AIM OF THE TASK:
Reproduce the rows beginning at the one with "Target: pale blue sky" and continuing through the end of the rows, requests included. Increase every point coordinate in the answers by 38.

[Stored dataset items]
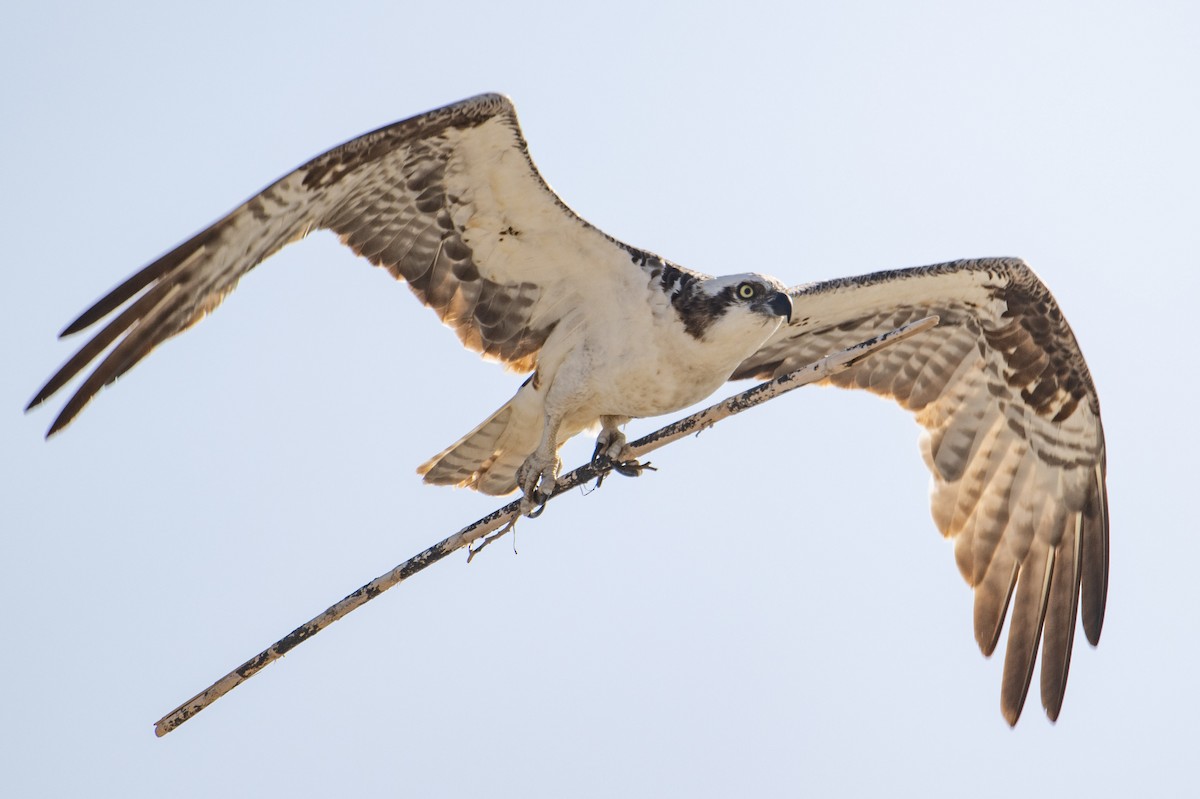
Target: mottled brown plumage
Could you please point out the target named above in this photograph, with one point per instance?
(451, 204)
(1013, 438)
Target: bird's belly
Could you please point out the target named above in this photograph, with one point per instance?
(653, 384)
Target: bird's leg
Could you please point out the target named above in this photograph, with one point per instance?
(612, 448)
(538, 475)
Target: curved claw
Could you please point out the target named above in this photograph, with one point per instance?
(631, 468)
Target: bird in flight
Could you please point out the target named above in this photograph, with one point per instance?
(451, 203)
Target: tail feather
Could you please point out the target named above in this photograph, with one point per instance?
(487, 457)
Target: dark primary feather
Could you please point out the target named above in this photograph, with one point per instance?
(450, 203)
(387, 194)
(1013, 438)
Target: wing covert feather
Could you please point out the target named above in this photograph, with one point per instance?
(1012, 437)
(448, 202)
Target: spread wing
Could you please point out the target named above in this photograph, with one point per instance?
(1012, 434)
(449, 202)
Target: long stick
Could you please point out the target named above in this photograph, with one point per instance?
(507, 516)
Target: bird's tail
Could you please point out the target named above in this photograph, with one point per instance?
(487, 457)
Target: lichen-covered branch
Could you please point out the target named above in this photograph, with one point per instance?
(505, 517)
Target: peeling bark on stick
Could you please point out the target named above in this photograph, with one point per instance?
(507, 516)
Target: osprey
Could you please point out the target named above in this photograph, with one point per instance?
(451, 203)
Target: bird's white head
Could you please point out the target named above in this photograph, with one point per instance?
(735, 306)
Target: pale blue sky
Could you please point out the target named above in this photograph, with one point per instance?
(737, 623)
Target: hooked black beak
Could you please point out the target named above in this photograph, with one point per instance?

WRITTEN RESPONSE:
Target: pale blue sky
Could you please point out the target named above in this photograph, with one point per instance?
(775, 661)
Target: hooked black beak
Could you please point out the target named above in this photograph, with one point per instance?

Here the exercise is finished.